Excerpt =
I have experienced this as well. Overall the realtime models are amazing at low latency non-text interactions but I do find that I need to add extra layers to get really smooth platform/tool interactions when doing complex things like calling tools with 6+ complex params. Some examples:
hesitation to actually call tools… some cases where a mainstream text-to-text model would clearly call a tool do not result in a tool call from realtime.
parameters need extra clarity, and enums sometimes need to be included either in tool descriptions or overall session instructions
some tools get ignored altogether - meaning they are never called
My solution (work around) for this until the realtime models get better is to give realtime a single tool which is something like “tool_agent” and have it pass that tool agent all the necessary context in NL form, then use a quick completion call to a different model to extract the actual tool call that needs to be made. This lowers the burden on the realtime model and lets you hook in a reasoning model at a higher level to determine which tool and how to call it. You can pack the “tool agent” tool with all the metadata, the conversation history, etc. to make sure it really nails the calls. Its a scruffy approach but it works well and I can test every new realtime model to decide when the patch can be removed.

What you need to do =
A. Write out the post on realtime tool calling word for word, everything from "I have experienced" down to "call from realtime.".
B. Extend the post on realtime tool calling, picking up right after its final sentence.
The lines that follow come from a different source than the post above.

Extracted information =
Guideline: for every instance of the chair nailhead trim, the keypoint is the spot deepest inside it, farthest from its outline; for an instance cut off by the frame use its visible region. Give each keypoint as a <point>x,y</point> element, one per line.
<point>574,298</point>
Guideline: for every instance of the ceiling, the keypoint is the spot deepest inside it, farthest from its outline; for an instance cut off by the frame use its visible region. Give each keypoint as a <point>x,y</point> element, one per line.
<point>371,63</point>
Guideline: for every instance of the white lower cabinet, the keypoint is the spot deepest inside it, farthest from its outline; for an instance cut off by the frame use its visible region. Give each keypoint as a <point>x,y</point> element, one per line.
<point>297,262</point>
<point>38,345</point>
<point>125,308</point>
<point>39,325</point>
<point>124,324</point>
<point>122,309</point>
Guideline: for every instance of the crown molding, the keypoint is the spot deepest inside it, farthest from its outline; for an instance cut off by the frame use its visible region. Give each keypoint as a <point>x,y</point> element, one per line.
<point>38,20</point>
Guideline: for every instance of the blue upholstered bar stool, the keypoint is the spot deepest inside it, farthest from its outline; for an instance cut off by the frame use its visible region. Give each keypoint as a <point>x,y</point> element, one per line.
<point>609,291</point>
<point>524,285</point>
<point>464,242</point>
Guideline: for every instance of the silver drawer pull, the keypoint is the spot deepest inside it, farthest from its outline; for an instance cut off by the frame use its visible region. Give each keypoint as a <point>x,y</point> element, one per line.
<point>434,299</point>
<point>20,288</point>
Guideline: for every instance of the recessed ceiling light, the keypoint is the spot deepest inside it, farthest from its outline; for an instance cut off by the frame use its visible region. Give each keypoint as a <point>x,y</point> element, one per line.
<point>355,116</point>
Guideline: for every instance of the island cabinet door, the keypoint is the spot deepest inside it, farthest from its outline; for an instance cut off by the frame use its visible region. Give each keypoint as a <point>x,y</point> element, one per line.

Expected responses =
A.
I have experienced this as well. Overall the realtime models are amazing at low latency non-text interactions but I do find that I need to add extra layers to get really smooth platform/tool interactions when doing complex things like calling tools with 6+ complex params. Some examples:
hesitation to actually call tools… some cases where a mainstream text-to-text model would clearly call a tool do not result in a tool call from realtime.

B.
In practice, I do let realtime call tools it seems to understand (not sure what the pattern is but I would characterize them generally as conversational tools like what the user wants, what the discussion is about, sentiment, etc.) and only use this tool_agent approach to encapsulate tools that it struggles with.
After trying lots of other audio models, its clear to me that gpt-realtime is the only choice and engineering some guardrails is a small price to pay for the win! Hope that helps
Thank you for taking the time to report this issue. Could you please share additional details, such as the call_id? That would be helpful for the team to diagnose and fix.